(SOURCE DATA)
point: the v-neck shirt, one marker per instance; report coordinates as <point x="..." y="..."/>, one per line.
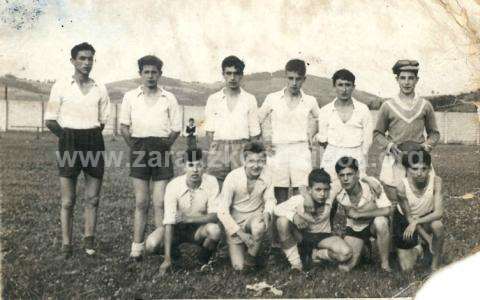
<point x="399" y="123"/>
<point x="73" y="109"/>
<point x="289" y="125"/>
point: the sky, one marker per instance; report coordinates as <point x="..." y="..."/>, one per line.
<point x="192" y="38"/>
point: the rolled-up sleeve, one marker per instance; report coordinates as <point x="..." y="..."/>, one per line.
<point x="225" y="201"/>
<point x="104" y="106"/>
<point x="54" y="103"/>
<point x="175" y="115"/>
<point x="170" y="206"/>
<point x="126" y="111"/>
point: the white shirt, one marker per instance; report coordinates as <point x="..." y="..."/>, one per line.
<point x="153" y="116"/>
<point x="288" y="126"/>
<point x="240" y="123"/>
<point x="236" y="205"/>
<point x="179" y="198"/>
<point x="356" y="132"/>
<point x="72" y="109"/>
<point x="295" y="205"/>
<point x="367" y="196"/>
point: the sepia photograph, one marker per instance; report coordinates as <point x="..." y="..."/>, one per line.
<point x="239" y="149"/>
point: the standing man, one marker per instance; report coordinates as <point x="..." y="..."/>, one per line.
<point x="231" y="120"/>
<point x="401" y="119"/>
<point x="419" y="211"/>
<point x="344" y="125"/>
<point x="367" y="213"/>
<point x="77" y="112"/>
<point x="314" y="229"/>
<point x="150" y="124"/>
<point x="289" y="110"/>
<point x="246" y="206"/>
<point x="191" y="210"/>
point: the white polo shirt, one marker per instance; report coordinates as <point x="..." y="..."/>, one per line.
<point x="288" y="126"/>
<point x="150" y="116"/>
<point x="356" y="132"/>
<point x="240" y="123"/>
<point x="72" y="109"/>
<point x="180" y="198"/>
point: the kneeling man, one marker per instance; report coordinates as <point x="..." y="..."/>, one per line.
<point x="190" y="210"/>
<point x="245" y="207"/>
<point x="367" y="212"/>
<point x="419" y="211"/>
<point x="313" y="229"/>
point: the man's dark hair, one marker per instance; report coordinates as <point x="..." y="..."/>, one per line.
<point x="346" y="162"/>
<point x="150" y="60"/>
<point x="296" y="65"/>
<point x="253" y="147"/>
<point x="343" y="74"/>
<point x="194" y="154"/>
<point x="81" y="47"/>
<point x="318" y="176"/>
<point x="414" y="157"/>
<point x="233" y="61"/>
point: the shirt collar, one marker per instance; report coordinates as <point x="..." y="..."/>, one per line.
<point x="184" y="187"/>
<point x="160" y="91"/>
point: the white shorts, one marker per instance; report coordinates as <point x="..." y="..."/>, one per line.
<point x="290" y="165"/>
<point x="333" y="153"/>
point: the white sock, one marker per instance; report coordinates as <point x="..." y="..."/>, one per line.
<point x="293" y="256"/>
<point x="137" y="249"/>
<point x="321" y="254"/>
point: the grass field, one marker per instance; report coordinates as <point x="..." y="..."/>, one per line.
<point x="30" y="238"/>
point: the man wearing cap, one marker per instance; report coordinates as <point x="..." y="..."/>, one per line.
<point x="290" y="109"/>
<point x="77" y="112"/>
<point x="401" y="119"/>
<point x="344" y="125"/>
<point x="150" y="123"/>
<point x="231" y="120"/>
<point x="246" y="206"/>
<point x="190" y="210"/>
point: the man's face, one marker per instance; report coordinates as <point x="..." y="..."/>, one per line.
<point x="150" y="75"/>
<point x="83" y="63"/>
<point x="348" y="178"/>
<point x="418" y="172"/>
<point x="344" y="89"/>
<point x="319" y="191"/>
<point x="194" y="170"/>
<point x="233" y="77"/>
<point x="407" y="81"/>
<point x="254" y="163"/>
<point x="294" y="82"/>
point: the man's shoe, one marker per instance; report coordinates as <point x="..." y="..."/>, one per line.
<point x="88" y="245"/>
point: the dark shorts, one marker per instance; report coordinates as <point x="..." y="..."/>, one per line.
<point x="81" y="150"/>
<point x="364" y="235"/>
<point x="400" y="223"/>
<point x="150" y="158"/>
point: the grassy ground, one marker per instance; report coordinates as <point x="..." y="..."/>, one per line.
<point x="30" y="238"/>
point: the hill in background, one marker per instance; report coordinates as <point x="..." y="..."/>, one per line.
<point x="259" y="84"/>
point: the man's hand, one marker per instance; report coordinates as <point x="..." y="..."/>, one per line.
<point x="300" y="222"/>
<point x="246" y="238"/>
<point x="167" y="263"/>
<point x="410" y="230"/>
<point x="397" y="153"/>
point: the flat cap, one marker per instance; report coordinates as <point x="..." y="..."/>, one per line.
<point x="405" y="65"/>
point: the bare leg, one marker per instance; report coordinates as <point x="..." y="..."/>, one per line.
<point x="142" y="191"/>
<point x="382" y="232"/>
<point x="68" y="195"/>
<point x="92" y="196"/>
<point x="356" y="245"/>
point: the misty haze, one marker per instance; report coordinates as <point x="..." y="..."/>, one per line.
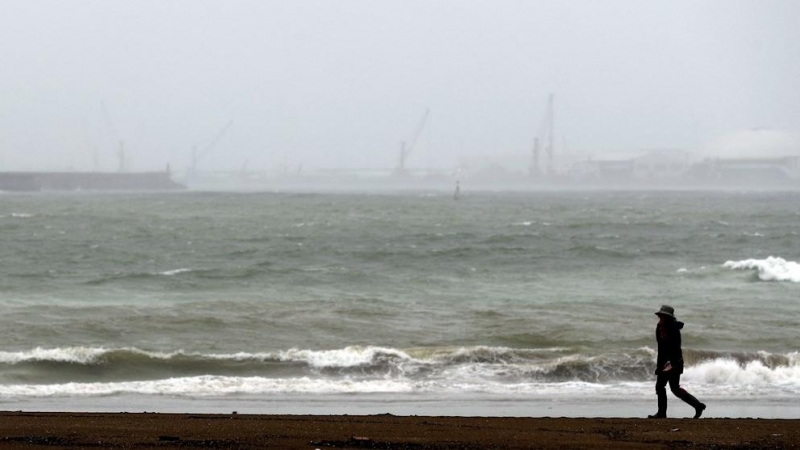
<point x="260" y="95"/>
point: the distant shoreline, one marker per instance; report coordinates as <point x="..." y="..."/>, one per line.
<point x="103" y="430"/>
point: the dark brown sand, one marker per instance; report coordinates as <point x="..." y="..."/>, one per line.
<point x="101" y="430"/>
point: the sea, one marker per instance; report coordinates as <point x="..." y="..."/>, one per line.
<point x="492" y="304"/>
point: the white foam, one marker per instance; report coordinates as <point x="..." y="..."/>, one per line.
<point x="170" y="273"/>
<point x="347" y="357"/>
<point x="80" y="355"/>
<point x="770" y="269"/>
<point x="77" y="355"/>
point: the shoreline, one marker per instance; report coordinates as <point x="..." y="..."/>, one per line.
<point x="474" y="405"/>
<point x="385" y="431"/>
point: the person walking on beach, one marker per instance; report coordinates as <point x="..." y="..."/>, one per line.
<point x="669" y="364"/>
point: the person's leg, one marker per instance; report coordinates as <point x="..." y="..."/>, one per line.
<point x="661" y="392"/>
<point x="675" y="387"/>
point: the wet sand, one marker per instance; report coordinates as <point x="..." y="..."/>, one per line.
<point x="146" y="430"/>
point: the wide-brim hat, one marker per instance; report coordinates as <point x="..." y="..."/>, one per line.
<point x="666" y="310"/>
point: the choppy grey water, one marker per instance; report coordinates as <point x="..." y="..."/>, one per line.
<point x="500" y="295"/>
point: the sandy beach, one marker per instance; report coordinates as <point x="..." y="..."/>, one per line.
<point x="149" y="430"/>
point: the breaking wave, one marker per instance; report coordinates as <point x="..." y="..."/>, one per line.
<point x="770" y="269"/>
<point x="499" y="370"/>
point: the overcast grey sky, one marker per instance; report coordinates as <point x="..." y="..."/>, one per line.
<point x="333" y="83"/>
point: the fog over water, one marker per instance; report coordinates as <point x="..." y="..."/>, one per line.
<point x="306" y="85"/>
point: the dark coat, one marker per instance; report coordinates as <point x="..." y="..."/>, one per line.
<point x="668" y="337"/>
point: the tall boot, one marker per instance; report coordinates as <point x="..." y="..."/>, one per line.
<point x="662" y="405"/>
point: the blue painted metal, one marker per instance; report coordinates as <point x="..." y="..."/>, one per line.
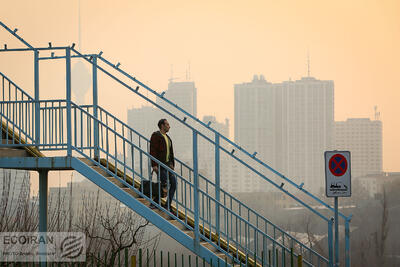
<point x="37" y="97"/>
<point x="43" y="180"/>
<point x="336" y="232"/>
<point x="214" y="131"/>
<point x="196" y="190"/>
<point x="330" y="243"/>
<point x="32" y="163"/>
<point x="68" y="80"/>
<point x="137" y="206"/>
<point x="95" y="108"/>
<point x="347" y="240"/>
<point x="15" y="34"/>
<point x="113" y="140"/>
<point x="217" y="182"/>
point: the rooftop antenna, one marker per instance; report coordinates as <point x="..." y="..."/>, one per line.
<point x="79" y="25"/>
<point x="377" y="113"/>
<point x="188" y="72"/>
<point x="308" y="63"/>
<point x="172" y="78"/>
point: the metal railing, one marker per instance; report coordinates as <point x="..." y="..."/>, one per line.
<point x="92" y="132"/>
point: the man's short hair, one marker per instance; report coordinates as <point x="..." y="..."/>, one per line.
<point x="161" y="122"/>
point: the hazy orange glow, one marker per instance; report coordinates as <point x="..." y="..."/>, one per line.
<point x="355" y="43"/>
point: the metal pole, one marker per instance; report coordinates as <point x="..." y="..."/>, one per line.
<point x="95" y="102"/>
<point x="68" y="78"/>
<point x="217" y="181"/>
<point x="37" y="97"/>
<point x="336" y="232"/>
<point x="330" y="242"/>
<point x="196" y="191"/>
<point x="347" y="233"/>
<point x="43" y="212"/>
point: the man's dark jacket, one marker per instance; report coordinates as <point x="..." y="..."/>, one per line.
<point x="158" y="149"/>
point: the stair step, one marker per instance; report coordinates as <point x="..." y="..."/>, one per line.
<point x="7" y="141"/>
<point x="222" y="256"/>
<point x="144" y="201"/>
<point x="131" y="192"/>
<point x="209" y="246"/>
<point x="87" y="161"/>
<point x="189" y="233"/>
<point x="100" y="171"/>
<point x="164" y="214"/>
<point x="179" y="225"/>
<point x="13" y="152"/>
<point x="117" y="182"/>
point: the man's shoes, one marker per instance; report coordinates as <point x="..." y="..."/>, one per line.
<point x="165" y="206"/>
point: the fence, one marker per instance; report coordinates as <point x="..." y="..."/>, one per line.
<point x="149" y="259"/>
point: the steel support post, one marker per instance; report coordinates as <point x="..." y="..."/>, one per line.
<point x="37" y="97"/>
<point x="196" y="191"/>
<point x="347" y="237"/>
<point x="217" y="182"/>
<point x="336" y="232"/>
<point x="330" y="242"/>
<point x="68" y="79"/>
<point x="95" y="114"/>
<point x="43" y="179"/>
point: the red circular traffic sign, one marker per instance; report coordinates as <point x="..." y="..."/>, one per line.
<point x="338" y="165"/>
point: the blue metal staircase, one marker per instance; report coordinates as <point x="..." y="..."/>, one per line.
<point x="204" y="218"/>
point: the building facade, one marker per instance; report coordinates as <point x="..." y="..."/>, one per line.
<point x="363" y="138"/>
<point x="288" y="124"/>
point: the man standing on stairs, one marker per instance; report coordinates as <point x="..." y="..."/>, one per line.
<point x="161" y="148"/>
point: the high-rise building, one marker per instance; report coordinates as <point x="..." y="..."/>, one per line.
<point x="289" y="125"/>
<point x="363" y="138"/>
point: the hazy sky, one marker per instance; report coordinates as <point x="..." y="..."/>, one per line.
<point x="355" y="43"/>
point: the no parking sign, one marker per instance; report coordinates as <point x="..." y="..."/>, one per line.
<point x="337" y="174"/>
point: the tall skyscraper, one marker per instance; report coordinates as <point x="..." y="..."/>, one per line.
<point x="363" y="138"/>
<point x="289" y="124"/>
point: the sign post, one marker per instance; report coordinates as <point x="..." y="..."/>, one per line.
<point x="337" y="184"/>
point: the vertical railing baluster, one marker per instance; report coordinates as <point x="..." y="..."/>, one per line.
<point x="37" y="98"/>
<point x="95" y="107"/>
<point x="347" y="242"/>
<point x="330" y="242"/>
<point x="217" y="183"/>
<point x="68" y="78"/>
<point x="196" y="190"/>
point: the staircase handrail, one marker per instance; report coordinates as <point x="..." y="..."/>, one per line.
<point x="211" y="141"/>
<point x="252" y="156"/>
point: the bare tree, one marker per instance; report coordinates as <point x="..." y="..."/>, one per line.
<point x="111" y="228"/>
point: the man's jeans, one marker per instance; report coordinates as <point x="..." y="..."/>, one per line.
<point x="164" y="182"/>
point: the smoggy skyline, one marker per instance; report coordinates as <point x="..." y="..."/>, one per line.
<point x="355" y="44"/>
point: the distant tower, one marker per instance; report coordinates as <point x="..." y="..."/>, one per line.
<point x="188" y="72"/>
<point x="377" y="114"/>
<point x="308" y="63"/>
<point x="81" y="79"/>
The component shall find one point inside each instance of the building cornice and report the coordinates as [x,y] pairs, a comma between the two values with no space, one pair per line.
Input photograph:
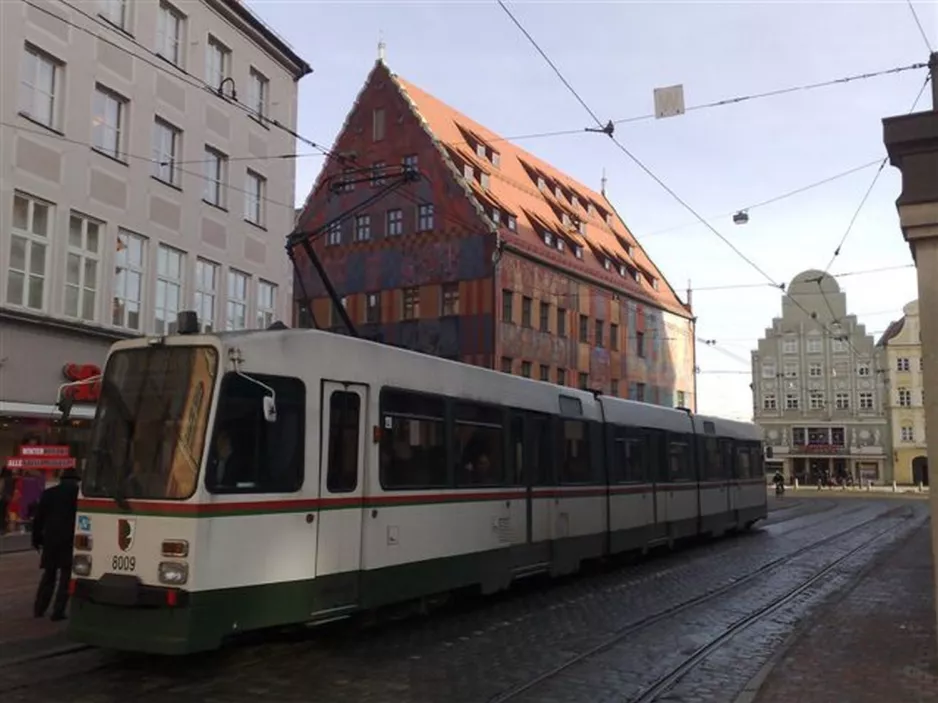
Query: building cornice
[244,19]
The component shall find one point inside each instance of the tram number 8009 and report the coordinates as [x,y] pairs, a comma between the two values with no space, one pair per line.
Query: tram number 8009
[119,563]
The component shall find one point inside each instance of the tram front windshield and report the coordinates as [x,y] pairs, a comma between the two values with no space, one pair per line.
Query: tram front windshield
[150,425]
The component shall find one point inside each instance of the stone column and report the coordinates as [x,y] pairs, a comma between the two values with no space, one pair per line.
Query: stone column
[912,143]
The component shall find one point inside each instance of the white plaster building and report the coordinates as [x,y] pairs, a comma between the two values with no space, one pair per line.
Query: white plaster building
[137,178]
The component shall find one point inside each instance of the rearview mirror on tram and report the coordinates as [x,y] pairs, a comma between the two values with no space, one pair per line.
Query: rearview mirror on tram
[270,408]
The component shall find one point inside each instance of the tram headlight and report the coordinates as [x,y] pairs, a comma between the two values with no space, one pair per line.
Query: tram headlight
[81,564]
[173,573]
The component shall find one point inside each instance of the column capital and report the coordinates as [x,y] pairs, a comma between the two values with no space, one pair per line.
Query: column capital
[912,144]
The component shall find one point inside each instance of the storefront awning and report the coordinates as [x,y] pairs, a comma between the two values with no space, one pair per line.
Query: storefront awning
[46,411]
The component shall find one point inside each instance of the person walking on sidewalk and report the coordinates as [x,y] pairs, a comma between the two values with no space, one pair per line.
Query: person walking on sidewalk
[53,533]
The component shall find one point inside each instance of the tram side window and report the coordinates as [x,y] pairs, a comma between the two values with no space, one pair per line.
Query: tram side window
[631,458]
[344,416]
[543,451]
[679,463]
[413,441]
[576,466]
[517,443]
[743,463]
[726,458]
[249,454]
[479,446]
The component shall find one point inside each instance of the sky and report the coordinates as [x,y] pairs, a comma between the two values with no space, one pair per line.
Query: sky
[718,160]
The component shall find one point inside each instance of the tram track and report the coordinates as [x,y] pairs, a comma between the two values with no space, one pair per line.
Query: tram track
[85,659]
[667,682]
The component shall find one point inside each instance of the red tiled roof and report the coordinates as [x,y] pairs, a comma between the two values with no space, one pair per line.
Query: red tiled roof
[512,186]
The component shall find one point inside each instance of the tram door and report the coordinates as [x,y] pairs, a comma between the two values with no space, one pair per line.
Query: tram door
[341,490]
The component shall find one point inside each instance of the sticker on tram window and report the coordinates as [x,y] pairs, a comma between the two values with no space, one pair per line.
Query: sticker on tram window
[123,563]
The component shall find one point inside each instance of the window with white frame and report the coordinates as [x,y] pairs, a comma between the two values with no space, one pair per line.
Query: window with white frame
[258,93]
[216,177]
[29,252]
[114,11]
[40,84]
[334,235]
[206,289]
[108,122]
[395,222]
[266,304]
[81,266]
[217,62]
[169,281]
[362,228]
[237,300]
[129,266]
[170,31]
[256,188]
[167,146]
[425,217]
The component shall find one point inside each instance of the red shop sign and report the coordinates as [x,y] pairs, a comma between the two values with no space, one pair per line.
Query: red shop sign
[84,392]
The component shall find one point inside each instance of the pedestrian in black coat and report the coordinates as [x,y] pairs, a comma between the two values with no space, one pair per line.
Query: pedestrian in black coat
[53,533]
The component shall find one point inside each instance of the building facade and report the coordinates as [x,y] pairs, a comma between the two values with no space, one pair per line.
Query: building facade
[905,404]
[135,166]
[493,257]
[818,385]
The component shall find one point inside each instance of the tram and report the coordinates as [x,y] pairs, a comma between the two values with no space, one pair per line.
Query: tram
[259,479]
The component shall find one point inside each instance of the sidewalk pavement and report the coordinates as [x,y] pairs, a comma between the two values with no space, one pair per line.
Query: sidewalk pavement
[21,634]
[15,542]
[874,644]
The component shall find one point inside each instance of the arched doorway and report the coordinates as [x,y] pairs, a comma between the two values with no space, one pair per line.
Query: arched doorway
[920,470]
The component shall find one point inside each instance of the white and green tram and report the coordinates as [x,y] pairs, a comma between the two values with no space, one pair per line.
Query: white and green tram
[249,480]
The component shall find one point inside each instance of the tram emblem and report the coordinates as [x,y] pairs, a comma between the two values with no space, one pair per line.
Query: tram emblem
[125,533]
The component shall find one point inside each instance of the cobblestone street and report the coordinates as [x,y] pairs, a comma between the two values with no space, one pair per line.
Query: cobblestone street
[695,626]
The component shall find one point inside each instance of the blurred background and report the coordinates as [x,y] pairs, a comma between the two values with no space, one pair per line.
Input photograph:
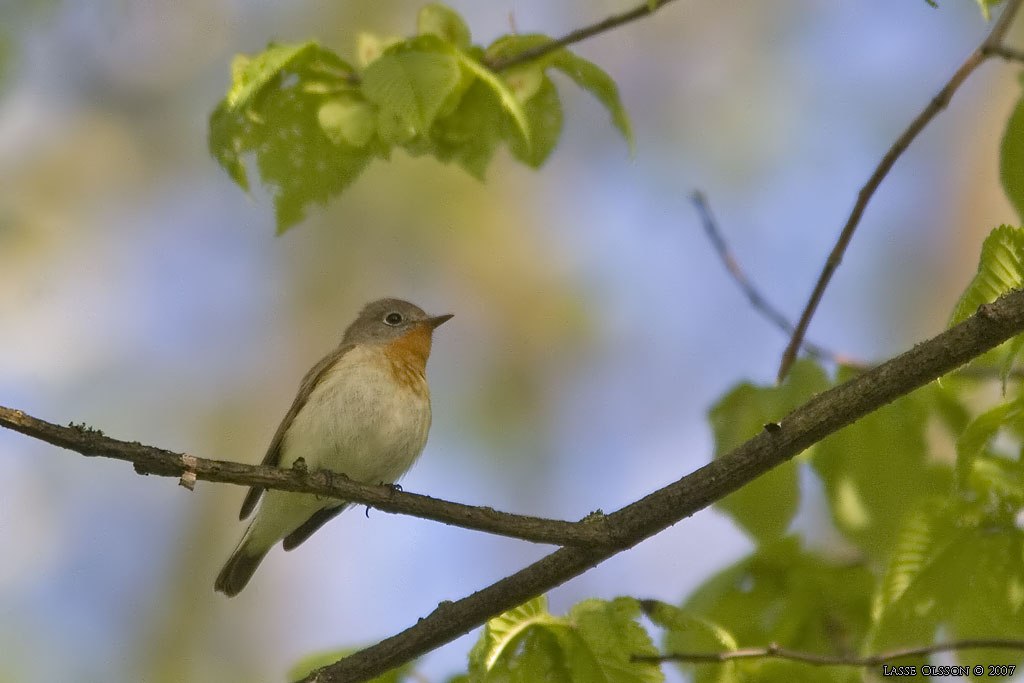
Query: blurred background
[143,293]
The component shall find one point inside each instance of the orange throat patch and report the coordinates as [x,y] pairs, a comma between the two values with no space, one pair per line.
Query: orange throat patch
[408,356]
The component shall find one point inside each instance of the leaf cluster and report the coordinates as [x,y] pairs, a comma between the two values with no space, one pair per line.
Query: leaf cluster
[312,122]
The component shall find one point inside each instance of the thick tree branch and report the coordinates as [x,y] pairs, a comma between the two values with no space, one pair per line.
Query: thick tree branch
[612,22]
[151,460]
[821,416]
[987,49]
[775,652]
[759,302]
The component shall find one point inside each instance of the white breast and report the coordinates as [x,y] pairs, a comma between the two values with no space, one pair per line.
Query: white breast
[359,422]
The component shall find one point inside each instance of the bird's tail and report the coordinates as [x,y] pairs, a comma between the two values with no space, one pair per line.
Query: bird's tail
[241,565]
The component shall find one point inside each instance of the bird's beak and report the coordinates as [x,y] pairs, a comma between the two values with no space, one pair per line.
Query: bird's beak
[437,321]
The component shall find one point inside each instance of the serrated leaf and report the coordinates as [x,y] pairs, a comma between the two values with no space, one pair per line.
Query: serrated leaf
[985,6]
[348,120]
[252,74]
[410,86]
[544,114]
[765,507]
[780,594]
[980,431]
[866,506]
[471,133]
[1000,269]
[1012,159]
[444,23]
[952,572]
[688,632]
[501,631]
[596,81]
[586,74]
[505,94]
[612,635]
[269,114]
[370,47]
[593,643]
[524,81]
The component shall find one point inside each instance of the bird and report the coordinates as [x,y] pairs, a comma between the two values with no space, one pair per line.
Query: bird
[364,411]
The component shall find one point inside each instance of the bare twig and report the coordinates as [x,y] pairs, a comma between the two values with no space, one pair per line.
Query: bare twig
[151,460]
[1007,53]
[939,102]
[758,301]
[821,416]
[612,22]
[773,651]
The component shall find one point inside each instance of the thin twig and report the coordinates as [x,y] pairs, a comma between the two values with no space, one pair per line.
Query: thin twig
[821,416]
[1007,53]
[939,102]
[612,22]
[758,301]
[150,460]
[773,651]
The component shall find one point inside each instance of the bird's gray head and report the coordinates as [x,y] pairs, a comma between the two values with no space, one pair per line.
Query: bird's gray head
[386,319]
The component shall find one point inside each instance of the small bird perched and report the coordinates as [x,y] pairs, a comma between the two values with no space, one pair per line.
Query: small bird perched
[363,411]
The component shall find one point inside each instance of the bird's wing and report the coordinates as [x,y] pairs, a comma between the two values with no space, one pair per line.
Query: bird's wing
[272,457]
[317,519]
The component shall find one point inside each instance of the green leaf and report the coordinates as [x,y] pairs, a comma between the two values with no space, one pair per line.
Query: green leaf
[780,594]
[272,113]
[348,121]
[993,481]
[370,47]
[311,663]
[410,84]
[765,507]
[544,116]
[1012,159]
[501,631]
[595,80]
[875,470]
[610,632]
[688,632]
[954,573]
[586,74]
[999,270]
[505,94]
[593,643]
[985,6]
[444,23]
[525,81]
[471,133]
[979,432]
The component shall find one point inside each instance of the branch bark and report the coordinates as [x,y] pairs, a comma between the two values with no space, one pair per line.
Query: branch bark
(End SOURCE DATA)
The range begins at the line containing "Query: bird's gray head" and ends at the last line of the entries; reproduce it exactly.

YOUR SOLUTION:
Query: bird's gray head
[386,319]
The component shall find one point inside each instance of the small bird perched and report the coordinates as [x,y] pairs, a comma between the two values with no space, one pair per line.
Query: small bird perched
[363,411]
The component shall find one point inside each instance of the bird's wing and report the coordinates as [x,y] pairs, a comma between the two values with no space, one pair per line.
Query: bird's wing
[272,457]
[317,519]
The component shall find one point inside each instance of the green leaf and report the coordinates as [x,y] pairs, a comma between the two values with no space, one pair per line.
Query: green leaf
[780,594]
[272,113]
[348,121]
[993,481]
[370,47]
[311,663]
[410,84]
[765,507]
[544,116]
[1012,159]
[501,631]
[595,80]
[875,470]
[610,632]
[688,632]
[954,573]
[586,74]
[999,270]
[505,94]
[593,643]
[985,6]
[444,23]
[525,81]
[471,133]
[979,432]
The component shall find one point inside each instance of the branch bark and report the coordinates as [x,y] pairs, a comma between the two values with no space, one pair per line.
Query: branch bark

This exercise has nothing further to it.